### Tasks to perform
A. Retype the air sensor passage, starting with "Empowering a Neighborhood" and going on through "north of Berkeley.".
B. Sum up the air sensor passage in two sentences.
C. Carry on the air sensor passage from where it stops.

### Given passage
*** Begin section ***

Empowering a Neighborhood to Breathe Easy
Companies like Purple Air and IQAir, with air pollution sensors that cost under $300, have brought air quality monitoring to the masses. But when Lawrence Berkeley National Laboratory (Berkeley Lab) scientist Tom Kirchstetter looked at Purple Air’s map last year during wildfire season, he noticed a big hole in Richmond, a city of 110,000 to the north of Berkeley.
“You can see what appears to be hundreds of the sensors in Berkeley and Marin County, for example,” said Kirchstetter, director of Berkeley Lab’s Energy Analysis & Environmental Impacts Division. “In contrast, there were very few sensors in Richmond. Whether there were cost barriers or maybe lack of awareness, I'm not sure, but unfortunately it really showed that even with these low-cost sensors, which make air pollution exposure more personal, there's still inequity in their adoption.”

*** End section ***

### Information given
*** Begin section ***

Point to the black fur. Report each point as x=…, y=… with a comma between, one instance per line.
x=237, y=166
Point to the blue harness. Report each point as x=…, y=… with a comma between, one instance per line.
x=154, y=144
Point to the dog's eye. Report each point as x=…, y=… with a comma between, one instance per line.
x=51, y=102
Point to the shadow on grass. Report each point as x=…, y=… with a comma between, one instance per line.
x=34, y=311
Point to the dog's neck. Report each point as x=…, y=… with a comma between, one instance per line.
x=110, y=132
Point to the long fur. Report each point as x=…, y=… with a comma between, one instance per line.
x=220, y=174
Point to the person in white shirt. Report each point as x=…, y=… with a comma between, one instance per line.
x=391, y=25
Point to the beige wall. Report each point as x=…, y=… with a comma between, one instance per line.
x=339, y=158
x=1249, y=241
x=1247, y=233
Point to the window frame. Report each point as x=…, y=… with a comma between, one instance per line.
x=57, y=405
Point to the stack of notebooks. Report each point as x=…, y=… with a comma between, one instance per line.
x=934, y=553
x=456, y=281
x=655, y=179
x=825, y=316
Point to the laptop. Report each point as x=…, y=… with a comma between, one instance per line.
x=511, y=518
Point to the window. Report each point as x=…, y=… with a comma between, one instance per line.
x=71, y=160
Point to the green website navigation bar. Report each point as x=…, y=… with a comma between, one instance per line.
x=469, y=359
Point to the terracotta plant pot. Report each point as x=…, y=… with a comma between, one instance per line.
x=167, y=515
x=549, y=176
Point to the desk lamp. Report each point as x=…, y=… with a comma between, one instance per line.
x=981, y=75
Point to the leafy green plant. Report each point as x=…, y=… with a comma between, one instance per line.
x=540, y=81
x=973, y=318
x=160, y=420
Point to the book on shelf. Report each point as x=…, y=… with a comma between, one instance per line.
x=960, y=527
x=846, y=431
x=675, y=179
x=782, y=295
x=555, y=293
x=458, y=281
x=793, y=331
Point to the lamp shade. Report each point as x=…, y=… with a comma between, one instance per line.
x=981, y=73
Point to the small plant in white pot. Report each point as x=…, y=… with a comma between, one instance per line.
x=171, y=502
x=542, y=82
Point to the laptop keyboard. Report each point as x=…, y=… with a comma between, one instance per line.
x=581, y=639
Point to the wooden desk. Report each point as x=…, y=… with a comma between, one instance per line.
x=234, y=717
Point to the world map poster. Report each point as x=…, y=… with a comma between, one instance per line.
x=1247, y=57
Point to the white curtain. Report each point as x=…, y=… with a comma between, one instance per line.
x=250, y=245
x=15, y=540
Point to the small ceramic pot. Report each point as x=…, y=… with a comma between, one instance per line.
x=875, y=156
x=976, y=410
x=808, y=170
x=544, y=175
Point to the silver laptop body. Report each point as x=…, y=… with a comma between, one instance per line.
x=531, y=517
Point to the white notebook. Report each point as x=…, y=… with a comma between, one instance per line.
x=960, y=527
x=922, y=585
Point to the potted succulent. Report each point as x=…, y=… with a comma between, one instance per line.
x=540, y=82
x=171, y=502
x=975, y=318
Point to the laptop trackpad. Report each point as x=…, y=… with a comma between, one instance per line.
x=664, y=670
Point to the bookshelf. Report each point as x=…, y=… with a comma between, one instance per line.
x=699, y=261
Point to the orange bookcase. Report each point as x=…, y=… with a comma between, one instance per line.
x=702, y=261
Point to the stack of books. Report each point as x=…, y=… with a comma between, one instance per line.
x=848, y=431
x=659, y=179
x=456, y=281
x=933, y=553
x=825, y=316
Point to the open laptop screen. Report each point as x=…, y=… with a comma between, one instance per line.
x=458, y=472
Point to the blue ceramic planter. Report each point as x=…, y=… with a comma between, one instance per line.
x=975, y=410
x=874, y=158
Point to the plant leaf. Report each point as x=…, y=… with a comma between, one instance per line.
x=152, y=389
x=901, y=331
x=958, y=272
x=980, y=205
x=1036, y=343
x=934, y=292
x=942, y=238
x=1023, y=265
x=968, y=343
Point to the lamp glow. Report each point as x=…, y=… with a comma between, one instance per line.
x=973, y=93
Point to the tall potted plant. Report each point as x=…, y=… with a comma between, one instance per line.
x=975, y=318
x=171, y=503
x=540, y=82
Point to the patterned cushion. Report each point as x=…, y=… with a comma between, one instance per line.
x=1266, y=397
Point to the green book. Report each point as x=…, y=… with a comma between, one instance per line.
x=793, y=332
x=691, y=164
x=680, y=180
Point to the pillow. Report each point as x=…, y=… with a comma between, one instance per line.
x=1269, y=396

*** End section ***

### Answers for this exercise
A.
Empowering a Neighborhood to Breathe Easy
Companies like Purple Air and IQAir, with air pollution sensors that cost under $300, have brought air quality monitoring to the masses. But when Lawrence Berkeley National Laboratory (Berkeley Lab) scientist Tom Kirchstetter looked at Purple Air’s map last year during wildfire season, he noticed a big hole in Richmond, a city of 110,000 to the north of Berkeley.

B. Air pollution sensors that cost under $300, from companies like Purple Air and IQAir, have brought air quality monitoring to the masses. Yet during last year's wildfire season, Berkeley Lab scientist Tom Kirchstetter saw that Purple Air's map showed very few sensors in Richmond next to hundreds in places like Berkeley and Marin County, which he said shows there is still inequity in who adopts them.

C.
To address that gap, Berkeley Lab scientists are teaming with Oakland-based nonprofit Physicians, Scientists and Engineers (PSE) for Healthy Energy to install sensors that will give residents data to understand air pollution sources and patterns. The project is supported by a grant from the California Air Resources Board under a program created by AB 617, a law passed in 2017 to establish a community-based framework to improve air quality and reduce exposure to toxic air pollutants in communities most impacted by air pollution.